[BEGIN MATERIAL FOR THE TASK]

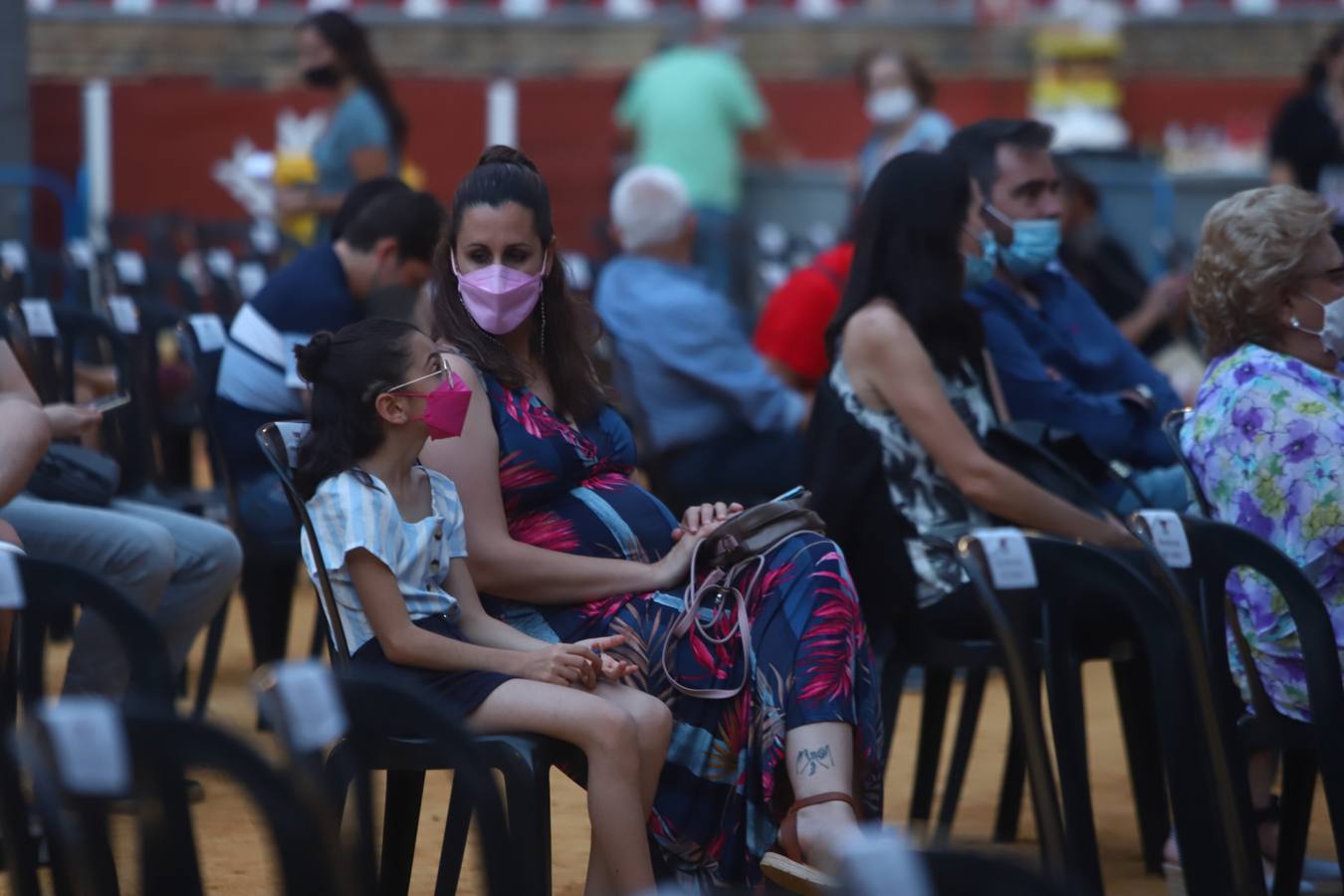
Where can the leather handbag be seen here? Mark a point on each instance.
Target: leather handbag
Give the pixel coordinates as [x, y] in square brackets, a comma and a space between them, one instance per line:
[737, 550]
[76, 474]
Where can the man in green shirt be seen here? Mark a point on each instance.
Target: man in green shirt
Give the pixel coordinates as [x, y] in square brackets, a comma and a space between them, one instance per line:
[687, 109]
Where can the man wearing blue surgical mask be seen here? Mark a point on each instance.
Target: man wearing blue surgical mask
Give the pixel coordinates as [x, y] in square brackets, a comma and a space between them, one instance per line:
[1059, 358]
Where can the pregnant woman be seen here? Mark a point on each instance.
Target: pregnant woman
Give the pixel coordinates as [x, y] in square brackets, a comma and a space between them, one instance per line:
[568, 547]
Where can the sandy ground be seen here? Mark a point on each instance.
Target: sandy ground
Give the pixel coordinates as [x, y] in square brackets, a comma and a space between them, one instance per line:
[237, 860]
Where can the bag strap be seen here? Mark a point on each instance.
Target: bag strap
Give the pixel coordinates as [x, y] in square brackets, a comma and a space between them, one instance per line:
[719, 581]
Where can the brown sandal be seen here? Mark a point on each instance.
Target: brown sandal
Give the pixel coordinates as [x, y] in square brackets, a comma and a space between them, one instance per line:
[789, 869]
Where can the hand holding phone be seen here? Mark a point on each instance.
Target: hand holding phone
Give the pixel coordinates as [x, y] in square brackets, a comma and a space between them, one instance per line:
[72, 421]
[110, 402]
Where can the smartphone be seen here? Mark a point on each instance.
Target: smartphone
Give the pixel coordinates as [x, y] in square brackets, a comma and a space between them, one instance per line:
[110, 402]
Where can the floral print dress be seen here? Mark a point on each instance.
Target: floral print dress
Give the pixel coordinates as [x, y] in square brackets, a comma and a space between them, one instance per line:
[1266, 442]
[725, 786]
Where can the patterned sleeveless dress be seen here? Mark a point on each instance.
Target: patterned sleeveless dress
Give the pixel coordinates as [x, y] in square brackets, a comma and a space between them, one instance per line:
[725, 786]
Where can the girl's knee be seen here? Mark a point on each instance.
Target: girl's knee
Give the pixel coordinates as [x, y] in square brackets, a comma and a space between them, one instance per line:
[610, 730]
[653, 720]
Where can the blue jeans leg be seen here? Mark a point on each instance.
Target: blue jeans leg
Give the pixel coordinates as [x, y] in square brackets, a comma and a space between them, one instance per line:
[1166, 488]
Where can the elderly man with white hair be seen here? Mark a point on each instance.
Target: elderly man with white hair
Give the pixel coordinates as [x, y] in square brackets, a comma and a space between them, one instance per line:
[718, 422]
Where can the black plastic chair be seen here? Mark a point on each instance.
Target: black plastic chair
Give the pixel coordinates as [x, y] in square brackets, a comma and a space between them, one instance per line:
[1172, 425]
[1012, 637]
[1308, 749]
[160, 749]
[53, 591]
[39, 353]
[16, 840]
[525, 761]
[940, 657]
[849, 491]
[376, 704]
[1199, 770]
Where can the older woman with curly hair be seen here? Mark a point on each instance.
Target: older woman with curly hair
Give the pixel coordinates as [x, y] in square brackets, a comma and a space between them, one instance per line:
[1266, 439]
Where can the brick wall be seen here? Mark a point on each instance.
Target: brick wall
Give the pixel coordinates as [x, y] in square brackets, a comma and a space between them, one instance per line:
[258, 51]
[183, 92]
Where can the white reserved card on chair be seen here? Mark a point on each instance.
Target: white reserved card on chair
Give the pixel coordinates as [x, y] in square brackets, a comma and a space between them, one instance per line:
[293, 433]
[125, 316]
[311, 704]
[221, 262]
[1168, 537]
[1008, 558]
[38, 318]
[130, 268]
[252, 277]
[11, 583]
[15, 256]
[89, 743]
[210, 332]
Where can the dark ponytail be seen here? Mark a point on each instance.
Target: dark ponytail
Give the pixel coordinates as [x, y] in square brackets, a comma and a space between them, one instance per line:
[346, 372]
[351, 43]
[504, 175]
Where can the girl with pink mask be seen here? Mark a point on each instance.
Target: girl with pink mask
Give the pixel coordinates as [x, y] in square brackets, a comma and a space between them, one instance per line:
[564, 546]
[392, 542]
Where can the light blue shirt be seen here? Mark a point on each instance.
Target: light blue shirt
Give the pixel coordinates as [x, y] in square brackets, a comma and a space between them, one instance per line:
[684, 357]
[357, 122]
[349, 515]
[929, 131]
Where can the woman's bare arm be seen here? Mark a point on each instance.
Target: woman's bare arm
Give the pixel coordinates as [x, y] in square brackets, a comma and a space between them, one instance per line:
[510, 568]
[882, 350]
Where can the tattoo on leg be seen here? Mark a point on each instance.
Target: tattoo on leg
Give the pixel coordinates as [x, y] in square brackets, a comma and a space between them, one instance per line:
[812, 760]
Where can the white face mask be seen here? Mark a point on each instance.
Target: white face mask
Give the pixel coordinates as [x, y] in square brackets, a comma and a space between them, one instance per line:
[1332, 327]
[890, 105]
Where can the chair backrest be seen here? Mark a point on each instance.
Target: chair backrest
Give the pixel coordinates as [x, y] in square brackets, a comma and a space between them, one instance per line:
[161, 749]
[33, 332]
[304, 700]
[1010, 638]
[1216, 856]
[280, 443]
[51, 594]
[965, 873]
[1172, 425]
[1217, 550]
[1039, 465]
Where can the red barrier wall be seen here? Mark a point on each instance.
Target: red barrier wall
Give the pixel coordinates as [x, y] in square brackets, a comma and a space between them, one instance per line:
[168, 131]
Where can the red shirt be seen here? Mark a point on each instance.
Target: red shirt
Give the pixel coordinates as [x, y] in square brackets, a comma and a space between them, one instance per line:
[793, 323]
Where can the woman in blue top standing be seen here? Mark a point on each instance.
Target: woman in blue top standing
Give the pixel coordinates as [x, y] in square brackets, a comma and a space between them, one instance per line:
[898, 101]
[365, 129]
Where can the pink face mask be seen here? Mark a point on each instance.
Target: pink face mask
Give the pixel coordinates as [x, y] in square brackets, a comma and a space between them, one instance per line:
[445, 407]
[499, 299]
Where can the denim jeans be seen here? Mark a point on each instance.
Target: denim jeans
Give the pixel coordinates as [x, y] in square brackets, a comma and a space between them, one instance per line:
[1166, 488]
[176, 567]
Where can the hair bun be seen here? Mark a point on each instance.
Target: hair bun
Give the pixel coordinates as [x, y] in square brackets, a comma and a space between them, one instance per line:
[312, 357]
[502, 154]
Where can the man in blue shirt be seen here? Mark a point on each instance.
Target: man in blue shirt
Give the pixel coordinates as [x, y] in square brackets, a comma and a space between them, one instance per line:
[1058, 357]
[721, 425]
[390, 242]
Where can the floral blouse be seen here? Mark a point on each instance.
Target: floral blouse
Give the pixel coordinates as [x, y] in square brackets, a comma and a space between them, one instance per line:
[1266, 442]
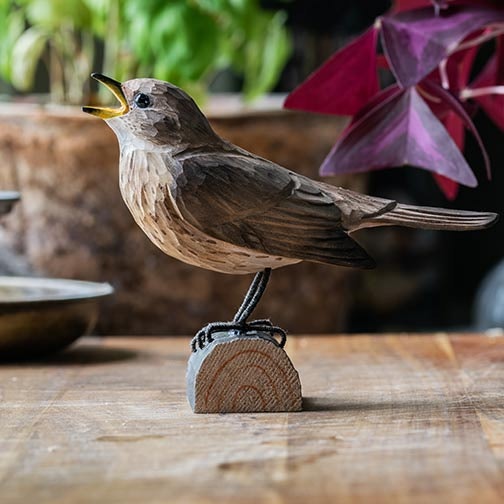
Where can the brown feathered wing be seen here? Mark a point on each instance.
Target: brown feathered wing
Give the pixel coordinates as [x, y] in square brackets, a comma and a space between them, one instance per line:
[253, 203]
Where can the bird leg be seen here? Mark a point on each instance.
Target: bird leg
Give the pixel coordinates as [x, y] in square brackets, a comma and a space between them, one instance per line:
[239, 322]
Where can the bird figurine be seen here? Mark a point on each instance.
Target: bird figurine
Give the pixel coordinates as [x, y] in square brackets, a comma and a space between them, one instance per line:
[209, 203]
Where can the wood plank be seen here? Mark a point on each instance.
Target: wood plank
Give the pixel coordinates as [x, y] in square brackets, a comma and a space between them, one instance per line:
[387, 419]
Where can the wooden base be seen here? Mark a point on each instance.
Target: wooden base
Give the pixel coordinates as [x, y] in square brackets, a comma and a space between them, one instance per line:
[242, 373]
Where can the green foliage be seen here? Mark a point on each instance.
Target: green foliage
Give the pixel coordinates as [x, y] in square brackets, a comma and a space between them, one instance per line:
[186, 42]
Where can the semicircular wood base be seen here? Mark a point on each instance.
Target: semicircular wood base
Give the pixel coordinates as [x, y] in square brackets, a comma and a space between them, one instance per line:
[242, 374]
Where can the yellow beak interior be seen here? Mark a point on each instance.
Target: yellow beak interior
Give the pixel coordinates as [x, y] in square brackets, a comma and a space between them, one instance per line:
[109, 112]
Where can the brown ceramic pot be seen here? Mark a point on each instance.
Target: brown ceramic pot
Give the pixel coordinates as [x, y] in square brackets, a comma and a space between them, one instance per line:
[72, 223]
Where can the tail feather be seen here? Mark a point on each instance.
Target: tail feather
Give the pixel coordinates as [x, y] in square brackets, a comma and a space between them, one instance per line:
[434, 218]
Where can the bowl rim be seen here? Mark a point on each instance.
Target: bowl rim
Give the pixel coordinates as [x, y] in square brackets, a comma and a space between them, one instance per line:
[66, 290]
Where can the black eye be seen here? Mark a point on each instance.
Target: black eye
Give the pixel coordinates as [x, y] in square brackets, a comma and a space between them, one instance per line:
[142, 100]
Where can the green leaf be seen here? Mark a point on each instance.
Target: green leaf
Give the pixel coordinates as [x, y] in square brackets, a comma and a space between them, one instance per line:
[51, 14]
[26, 54]
[269, 58]
[13, 25]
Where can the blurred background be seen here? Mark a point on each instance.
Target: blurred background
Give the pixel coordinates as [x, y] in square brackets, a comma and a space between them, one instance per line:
[72, 223]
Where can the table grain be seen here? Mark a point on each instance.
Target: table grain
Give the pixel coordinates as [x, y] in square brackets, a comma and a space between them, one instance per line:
[387, 418]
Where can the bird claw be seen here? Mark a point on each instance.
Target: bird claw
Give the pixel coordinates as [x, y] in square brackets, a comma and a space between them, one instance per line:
[204, 336]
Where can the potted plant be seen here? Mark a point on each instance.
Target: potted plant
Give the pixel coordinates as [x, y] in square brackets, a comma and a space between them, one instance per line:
[72, 221]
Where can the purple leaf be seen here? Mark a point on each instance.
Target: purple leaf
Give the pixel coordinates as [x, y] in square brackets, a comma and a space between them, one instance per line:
[344, 83]
[491, 103]
[400, 130]
[415, 42]
[454, 104]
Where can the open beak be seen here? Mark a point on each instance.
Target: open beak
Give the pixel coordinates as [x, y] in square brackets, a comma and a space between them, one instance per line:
[109, 112]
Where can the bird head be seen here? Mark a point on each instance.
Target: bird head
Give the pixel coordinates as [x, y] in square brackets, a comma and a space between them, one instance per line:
[153, 112]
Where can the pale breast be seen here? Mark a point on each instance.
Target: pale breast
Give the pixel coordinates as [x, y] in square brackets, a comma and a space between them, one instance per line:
[145, 180]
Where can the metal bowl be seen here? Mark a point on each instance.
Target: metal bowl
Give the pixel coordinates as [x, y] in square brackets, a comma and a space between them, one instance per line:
[42, 315]
[7, 200]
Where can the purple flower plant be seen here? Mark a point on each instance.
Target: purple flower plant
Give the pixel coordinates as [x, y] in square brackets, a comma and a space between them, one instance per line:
[429, 46]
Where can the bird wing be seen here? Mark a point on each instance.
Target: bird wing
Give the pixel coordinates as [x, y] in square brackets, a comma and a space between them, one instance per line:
[256, 204]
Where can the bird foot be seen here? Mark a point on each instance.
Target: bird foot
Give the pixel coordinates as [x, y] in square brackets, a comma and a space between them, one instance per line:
[204, 336]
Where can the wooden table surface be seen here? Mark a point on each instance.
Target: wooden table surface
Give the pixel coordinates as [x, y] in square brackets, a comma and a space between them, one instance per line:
[407, 418]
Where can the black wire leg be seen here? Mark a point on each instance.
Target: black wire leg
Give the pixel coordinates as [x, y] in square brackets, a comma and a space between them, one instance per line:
[239, 322]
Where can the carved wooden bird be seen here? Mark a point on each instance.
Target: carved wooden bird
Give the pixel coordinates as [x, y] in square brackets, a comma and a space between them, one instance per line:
[209, 203]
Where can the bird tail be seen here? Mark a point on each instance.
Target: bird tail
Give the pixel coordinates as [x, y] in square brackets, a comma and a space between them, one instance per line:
[434, 218]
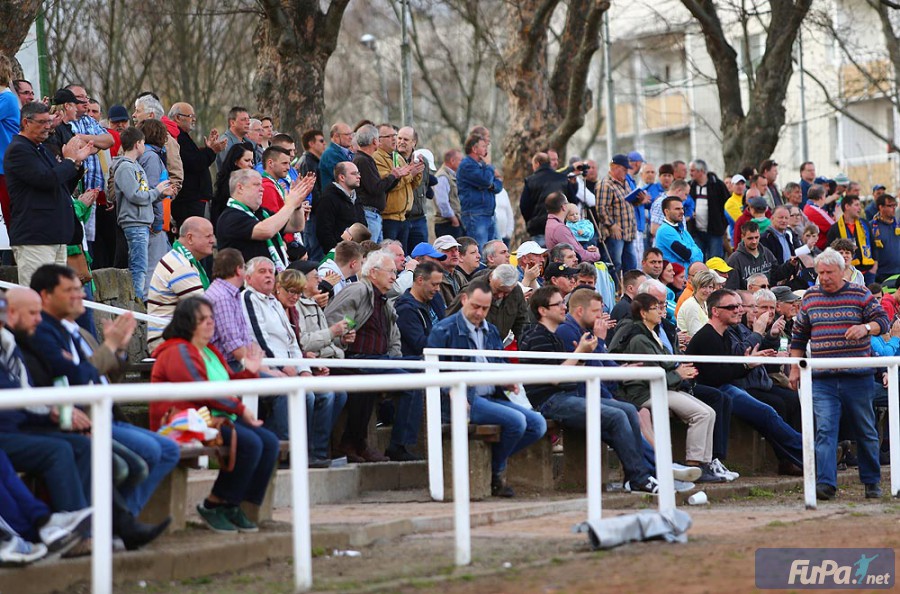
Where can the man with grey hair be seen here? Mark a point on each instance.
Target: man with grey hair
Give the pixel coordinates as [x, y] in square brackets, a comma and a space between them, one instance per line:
[245, 226]
[373, 189]
[377, 337]
[838, 319]
[708, 223]
[148, 107]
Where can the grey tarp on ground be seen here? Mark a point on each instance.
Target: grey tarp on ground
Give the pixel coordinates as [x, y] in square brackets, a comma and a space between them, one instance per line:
[644, 525]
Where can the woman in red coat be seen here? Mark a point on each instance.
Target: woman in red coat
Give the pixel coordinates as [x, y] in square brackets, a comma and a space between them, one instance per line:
[187, 356]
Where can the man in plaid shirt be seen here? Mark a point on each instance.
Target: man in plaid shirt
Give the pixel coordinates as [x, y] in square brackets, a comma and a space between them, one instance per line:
[617, 214]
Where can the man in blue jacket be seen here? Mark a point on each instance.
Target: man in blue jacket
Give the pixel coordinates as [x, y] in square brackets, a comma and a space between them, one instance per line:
[420, 308]
[476, 185]
[520, 427]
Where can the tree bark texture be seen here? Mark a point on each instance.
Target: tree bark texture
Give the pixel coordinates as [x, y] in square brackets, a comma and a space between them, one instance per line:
[750, 136]
[293, 44]
[545, 107]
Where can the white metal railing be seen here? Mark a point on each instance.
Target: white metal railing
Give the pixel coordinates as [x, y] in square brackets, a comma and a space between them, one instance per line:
[661, 422]
[101, 398]
[141, 317]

[END MATERIAL FOR THE TASK]

- **DIRECTIONS FOR THIS TASK**
Find the line containing "Where can the carved" in the listing above. Please restate word for word that line through the last one, leaving out the pictures.

- **EXERCISE OUTPUT**
Where can the carved wooden bird be seen here? Mark a point on each instance.
Target: carved wooden bird
Give the pixel coordinates as [x, y] in square brackets, a comma and a space between them, one instance per line:
[209, 203]
Where can the bird tail be seen here? Mark a point on each instance.
Target: bird tail
Give the pixel coordinates as [x, y] in square brackets, a comma and a space between them, one instance per line:
[434, 218]
Where can the man with grey hair be seen here? Mark a point on each instance.
Target: man with grey hair
Give the pixel coordinates as [x, y] in square brackets, a comma and a space between them, one instance per line:
[245, 226]
[373, 189]
[377, 337]
[838, 319]
[708, 223]
[148, 107]
Where can the grey tarp on ground be seen here? Mark a point on each instance.
Target: grey tarp on ground
Give the pixel coordinates as [x, y] in square brackets, a comma and a space between them, one instance per line:
[644, 525]
Where can the woman in red coat be seen here? Mark a point on each instance.
Target: woman in red coat
Give the pixel coordinates as [x, y] in square brackets, a comma and a space between them, one instance per line:
[187, 356]
Where can the man in plaid shirt be seen here? Mark a point on each instance.
Target: man in plaid shirt
Give the pixel coordinates as [x, y] in square brackets, a comma and a space between them, one instance per line:
[617, 214]
Where can the man in blue jacket be seen here? Mark a point on each instance.
Target: man in blue jacket
Give the pixel coordinates as [x, y] in square brackets, a comma and a space between them, one instance per line:
[420, 308]
[476, 185]
[520, 427]
Where can the tree bark texture be seen here? Mark a point on each instance.
Target: tree bark texture
Give the pixel coordinates as [x, y] in square brackets, a comma and a space between them, one instance per line:
[750, 136]
[293, 44]
[545, 107]
Where can the white metal railing be seen here? Mark a point on each instance.
Target: white metal railing
Give the pixel coordinates as [x, y] in square brackets, a comma and a space between them, one instance per line:
[661, 422]
[101, 398]
[141, 317]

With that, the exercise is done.